Restate, word for word, each entry that follows, but skip its pictures.

## Source data

-------

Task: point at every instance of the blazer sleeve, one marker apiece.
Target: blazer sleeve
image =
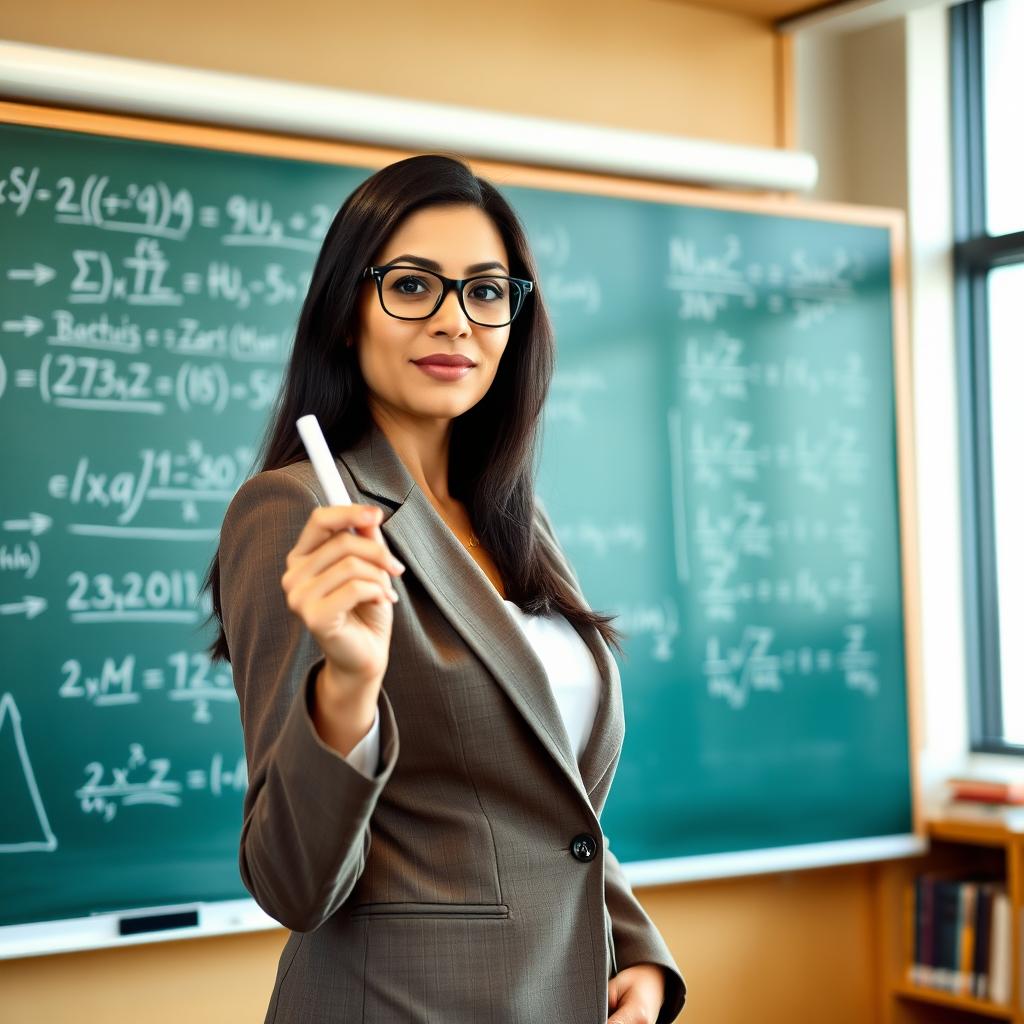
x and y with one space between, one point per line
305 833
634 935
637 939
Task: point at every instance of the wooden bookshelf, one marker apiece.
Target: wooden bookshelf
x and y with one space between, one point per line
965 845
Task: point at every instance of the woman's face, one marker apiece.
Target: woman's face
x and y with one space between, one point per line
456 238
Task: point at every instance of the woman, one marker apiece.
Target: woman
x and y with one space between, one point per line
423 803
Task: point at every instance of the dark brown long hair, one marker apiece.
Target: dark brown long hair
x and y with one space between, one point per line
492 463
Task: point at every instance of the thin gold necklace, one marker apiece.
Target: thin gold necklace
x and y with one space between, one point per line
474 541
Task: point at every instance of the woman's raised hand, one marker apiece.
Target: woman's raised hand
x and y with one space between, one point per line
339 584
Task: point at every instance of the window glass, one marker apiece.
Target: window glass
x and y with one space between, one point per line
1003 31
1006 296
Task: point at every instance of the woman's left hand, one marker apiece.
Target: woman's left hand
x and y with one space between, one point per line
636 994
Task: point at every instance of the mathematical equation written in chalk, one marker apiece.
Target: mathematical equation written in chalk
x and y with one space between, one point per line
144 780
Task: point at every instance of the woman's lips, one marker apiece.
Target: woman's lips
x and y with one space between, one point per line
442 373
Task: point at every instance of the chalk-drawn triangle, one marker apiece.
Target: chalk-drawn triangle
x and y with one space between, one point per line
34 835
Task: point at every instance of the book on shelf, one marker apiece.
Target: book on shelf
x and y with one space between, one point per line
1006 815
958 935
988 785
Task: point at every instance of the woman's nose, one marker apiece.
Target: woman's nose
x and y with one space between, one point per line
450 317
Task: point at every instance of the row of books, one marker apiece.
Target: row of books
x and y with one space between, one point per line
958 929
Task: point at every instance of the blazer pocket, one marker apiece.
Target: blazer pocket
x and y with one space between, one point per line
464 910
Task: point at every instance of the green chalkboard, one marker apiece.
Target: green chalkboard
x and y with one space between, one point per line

-------

## Completed exercise
Task: point at every instance of the blazer sleeve, one marker apiece.
Target: blazer sleeve
image =
x and y with one space between, one point per line
305 833
634 935
637 939
Task: point at every instance of the wooden bookshelf, one marker apiece.
Target: wooden bookshelf
x and y with one space between, one point per line
965 845
Task: point at every instance of the woman's face, one marker apiece.
Target: woman's face
x and y with one space between, one point per line
456 238
Task: point at every instance of the woman, one marker apiece.
Target: woman
x and y with one space between, one point per line
423 803
Task: point at every instance of the dark brown long hair, one marker apiece.
Target: dark brown long hair
x and y with one space between, one point per line
492 463
Task: point at every instance of the thin gold necklace, one marker apiece.
Target: thin gold necklace
x and y with one space between, one point per line
474 541
Task: point at every instance of the woman's raised hand, one marker apiece.
Target: woman's raised hand
x and y with one space between, one point per line
339 584
Task: point at every instance of the window glass, one marker apiece.
Target: window glass
x and y with one space between, one point per line
1003 31
1006 296
Task: point at every instance of the woman's left hand, one marker apiece.
Target: woman's left hand
x and y with one space between, one point per line
636 994
Task: point at every instance of the mathematical equation written in chalk, one marker apiece.
Target: mathematical equation written in chalk
x and y with one space between, one point per line
144 780
Task: point at every instance of the woman's lips, one marker apiece.
Target: woman's lips
x and y with one space between, one point per line
442 373
Task: point at every instance of the chalk-drawn triangle, one marker apiece.
Target: chalk-drawn triangle
x and y with one space between, one point per line
34 835
Task: point at every instance of the book on shelf, one marker apiece.
Target: book on shelf
x and y with one space between, one point per line
1006 815
958 935
988 785
Task: point at every instance of the woman's nose, one marker apiece.
Target: woman's nose
x and y with one space between, one point per line
450 317
Task: point at every instance of the row of books, one marker apiece.
Target: row of books
x and y with one space between, one point per line
958 929
Task: point at every instance of the blazer pocket, one marker apiece.
Target: blazer pocket
x and y with one space between, one point per line
464 910
Task: point at every instance of the green chalkboard, one marker apiece.
Target: green chalkboard
x and y with one space between, one point per line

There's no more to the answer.